# WORK REQUEST 1:
Answer these questions about the passage on computer viruses:
(a) Which ransomware is called the worst recent "infection"?
(b) In what year was the NYB virus found on a customer's machine?
(c) What software did the computer teacher use to "clean" the disk?
# WORK REQUEST 2:
Copy the passage on computer viruses word for word from "Print Shipping Label." to "you John Mcafee!".

The worst I had was the Stoned, and once or twice Michaellangelo virus. The kids would keep bringing it back from school. In those days kids would bring games to school on a floppy and an infection was guaranteed.
I haven't had anything since. Perhaps I'm lucky. Perhaps I'm ignorant. Possibly both.
I haven't had any devastating viruses yet. But within the last 2 months I've received a barrage of them in my email.
I received several like this:
Your parcel has arrived at June 8th, 2014. Courier was unable to deliver the parcel to you.
Print your label and show it in the nearest post office to get a parcel.
Print Shipping Label.
As soon as you click on print label, it launches a virus.
Then I start getting ones saying "Thank you for your purchase." Indicates a receipt is attached.
Open the e:mail and it shows a purchase with a credit card I don't have and an attachment to the e:mail.
The attachment is obviously a virus.
I have run across a few boot sector viruses back in the day. I recall back in 1993 a computer teacher claimed that a disk of mine somehow got the Monkey virus and "cleaned" it with Mcafee AV, which killed the disk in the process. To this day I think it was a false positive, none of my other disks or my home machine was infected. Damn you John Mcafee!
Another boot sector virus I came across in 2003 (!) was the NYB virus. A customer's machine was somehow infected with it, which gave Windows 98SE fits. What tipped me off was the disk I/O was running in MS-DOS compatibility mode. One of the former tech support people must have had it on a disk and it somehow survived into the 2000s!
By far the worst "infection" I encountered recently was that stupid Cryptolocker ransomware. A customer lost some data from it that was thankfully mostly backed up.

# EXTRACTED MATERIAL:

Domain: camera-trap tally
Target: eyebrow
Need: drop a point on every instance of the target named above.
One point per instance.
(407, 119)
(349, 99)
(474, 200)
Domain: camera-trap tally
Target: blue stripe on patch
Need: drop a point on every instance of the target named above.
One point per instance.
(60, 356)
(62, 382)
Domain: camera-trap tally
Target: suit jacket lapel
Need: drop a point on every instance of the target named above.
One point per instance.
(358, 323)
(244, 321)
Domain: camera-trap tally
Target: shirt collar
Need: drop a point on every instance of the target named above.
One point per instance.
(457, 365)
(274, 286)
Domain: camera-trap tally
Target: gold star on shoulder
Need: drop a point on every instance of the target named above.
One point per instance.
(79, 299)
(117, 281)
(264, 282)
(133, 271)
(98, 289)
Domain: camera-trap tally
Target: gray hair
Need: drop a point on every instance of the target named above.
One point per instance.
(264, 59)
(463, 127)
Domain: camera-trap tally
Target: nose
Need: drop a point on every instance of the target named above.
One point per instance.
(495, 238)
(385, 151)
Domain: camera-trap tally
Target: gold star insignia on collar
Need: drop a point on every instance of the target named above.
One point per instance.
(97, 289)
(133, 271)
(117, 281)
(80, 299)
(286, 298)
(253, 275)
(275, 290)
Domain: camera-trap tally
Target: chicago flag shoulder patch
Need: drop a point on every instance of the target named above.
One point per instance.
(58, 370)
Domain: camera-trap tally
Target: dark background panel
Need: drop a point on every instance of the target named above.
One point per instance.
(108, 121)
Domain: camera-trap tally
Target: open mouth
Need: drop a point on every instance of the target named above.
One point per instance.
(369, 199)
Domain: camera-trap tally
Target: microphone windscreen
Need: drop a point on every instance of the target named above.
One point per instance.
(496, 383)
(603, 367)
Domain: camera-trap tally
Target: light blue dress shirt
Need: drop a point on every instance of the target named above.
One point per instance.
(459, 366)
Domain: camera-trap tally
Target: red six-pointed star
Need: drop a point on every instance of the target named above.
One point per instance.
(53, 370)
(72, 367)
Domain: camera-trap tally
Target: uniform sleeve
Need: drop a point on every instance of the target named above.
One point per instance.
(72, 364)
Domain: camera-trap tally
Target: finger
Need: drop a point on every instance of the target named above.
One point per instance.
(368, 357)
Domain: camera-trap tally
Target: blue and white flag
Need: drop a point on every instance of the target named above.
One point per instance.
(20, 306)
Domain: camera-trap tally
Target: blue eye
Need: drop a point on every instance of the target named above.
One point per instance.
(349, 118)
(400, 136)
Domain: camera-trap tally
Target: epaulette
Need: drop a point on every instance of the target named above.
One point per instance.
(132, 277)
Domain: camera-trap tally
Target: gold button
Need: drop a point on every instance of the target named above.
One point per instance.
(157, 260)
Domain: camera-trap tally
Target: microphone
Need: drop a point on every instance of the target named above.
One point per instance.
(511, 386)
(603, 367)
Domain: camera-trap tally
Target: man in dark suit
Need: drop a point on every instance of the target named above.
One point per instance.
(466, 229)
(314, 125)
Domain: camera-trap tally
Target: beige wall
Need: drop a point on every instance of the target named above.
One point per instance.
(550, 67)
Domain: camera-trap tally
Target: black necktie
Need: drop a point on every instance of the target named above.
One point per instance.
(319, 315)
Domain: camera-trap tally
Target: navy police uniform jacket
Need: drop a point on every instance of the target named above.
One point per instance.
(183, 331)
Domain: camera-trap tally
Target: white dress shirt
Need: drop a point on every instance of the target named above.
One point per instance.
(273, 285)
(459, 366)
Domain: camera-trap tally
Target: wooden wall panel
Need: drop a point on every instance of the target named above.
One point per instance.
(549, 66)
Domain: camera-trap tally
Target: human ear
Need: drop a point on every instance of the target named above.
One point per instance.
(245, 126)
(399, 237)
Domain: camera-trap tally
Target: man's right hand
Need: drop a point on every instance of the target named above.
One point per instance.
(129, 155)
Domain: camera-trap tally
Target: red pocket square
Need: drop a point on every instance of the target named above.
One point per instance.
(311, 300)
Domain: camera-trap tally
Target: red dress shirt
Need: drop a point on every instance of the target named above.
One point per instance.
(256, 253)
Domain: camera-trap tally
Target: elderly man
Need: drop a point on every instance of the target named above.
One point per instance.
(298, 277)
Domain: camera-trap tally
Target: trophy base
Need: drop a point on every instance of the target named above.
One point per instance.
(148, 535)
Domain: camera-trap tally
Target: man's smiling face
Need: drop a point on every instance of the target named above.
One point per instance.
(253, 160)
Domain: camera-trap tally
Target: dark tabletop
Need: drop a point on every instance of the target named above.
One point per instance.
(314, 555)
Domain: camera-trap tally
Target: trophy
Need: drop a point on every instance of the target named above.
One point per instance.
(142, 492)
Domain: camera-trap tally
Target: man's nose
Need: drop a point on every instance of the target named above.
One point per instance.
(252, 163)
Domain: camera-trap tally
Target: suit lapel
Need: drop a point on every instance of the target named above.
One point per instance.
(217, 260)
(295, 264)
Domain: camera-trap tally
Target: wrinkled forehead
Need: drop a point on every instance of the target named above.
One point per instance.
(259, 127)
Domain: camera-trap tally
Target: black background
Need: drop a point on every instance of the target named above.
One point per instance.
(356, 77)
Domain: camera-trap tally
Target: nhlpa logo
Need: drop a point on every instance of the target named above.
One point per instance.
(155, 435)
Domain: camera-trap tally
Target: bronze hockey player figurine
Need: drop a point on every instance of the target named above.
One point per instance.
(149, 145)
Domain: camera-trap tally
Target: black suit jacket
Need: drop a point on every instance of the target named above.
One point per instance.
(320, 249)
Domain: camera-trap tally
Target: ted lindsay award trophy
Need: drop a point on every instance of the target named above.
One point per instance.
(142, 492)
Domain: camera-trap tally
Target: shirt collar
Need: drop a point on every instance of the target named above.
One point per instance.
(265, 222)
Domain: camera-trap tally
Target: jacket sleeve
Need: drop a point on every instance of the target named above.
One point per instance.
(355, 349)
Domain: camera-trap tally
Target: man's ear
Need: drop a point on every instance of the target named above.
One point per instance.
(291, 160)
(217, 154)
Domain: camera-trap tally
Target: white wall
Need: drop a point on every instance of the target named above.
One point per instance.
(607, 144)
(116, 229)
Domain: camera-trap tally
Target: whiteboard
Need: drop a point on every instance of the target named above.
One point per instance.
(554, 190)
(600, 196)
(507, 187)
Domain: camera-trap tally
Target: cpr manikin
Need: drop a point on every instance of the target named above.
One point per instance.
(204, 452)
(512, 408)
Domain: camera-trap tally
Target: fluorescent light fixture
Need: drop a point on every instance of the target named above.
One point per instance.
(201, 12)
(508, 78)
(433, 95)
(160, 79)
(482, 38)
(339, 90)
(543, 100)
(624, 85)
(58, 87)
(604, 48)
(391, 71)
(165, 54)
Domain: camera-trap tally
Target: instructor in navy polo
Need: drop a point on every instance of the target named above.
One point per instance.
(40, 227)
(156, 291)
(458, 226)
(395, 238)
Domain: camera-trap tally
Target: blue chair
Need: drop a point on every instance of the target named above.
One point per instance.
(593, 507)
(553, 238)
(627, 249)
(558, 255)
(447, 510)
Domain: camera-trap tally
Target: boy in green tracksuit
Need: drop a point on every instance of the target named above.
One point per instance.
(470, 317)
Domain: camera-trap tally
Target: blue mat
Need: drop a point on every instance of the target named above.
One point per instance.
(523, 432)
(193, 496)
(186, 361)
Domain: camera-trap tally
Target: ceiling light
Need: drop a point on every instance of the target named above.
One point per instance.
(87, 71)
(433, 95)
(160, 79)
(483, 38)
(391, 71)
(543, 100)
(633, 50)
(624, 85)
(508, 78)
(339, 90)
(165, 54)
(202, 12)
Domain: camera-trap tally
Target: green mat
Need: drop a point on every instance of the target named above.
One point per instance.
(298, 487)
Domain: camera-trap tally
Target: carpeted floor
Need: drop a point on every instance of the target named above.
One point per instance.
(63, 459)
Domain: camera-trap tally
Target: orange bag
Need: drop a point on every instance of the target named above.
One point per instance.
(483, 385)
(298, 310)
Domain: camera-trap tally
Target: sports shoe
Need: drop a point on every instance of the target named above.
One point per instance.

# REPLY 1:
(a) Cryptolocker
(b) 2003
(c) Mcafee AV

# REPLY 2:
Print Shipping Label.
As soon as you click on print label, it launches a virus.
Then I start getting ones saying "Thank you for your purchase." Indicates a receipt is attached.
Open the e:mail and it shows a purchase with a credit card I don't have and an attachment to the e:mail.
The attachment is obviously a virus.
I have run across a few boot sector viruses back in the day. I recall back in 1993 a computer teacher claimed that a disk of mine somehow got the Monkey virus and "cleaned" it with Mcafee AV, which killed the disk in the process. To this day I think it was a false positive, none of my other disks or my home machine was infected. Damn you John Mcafee!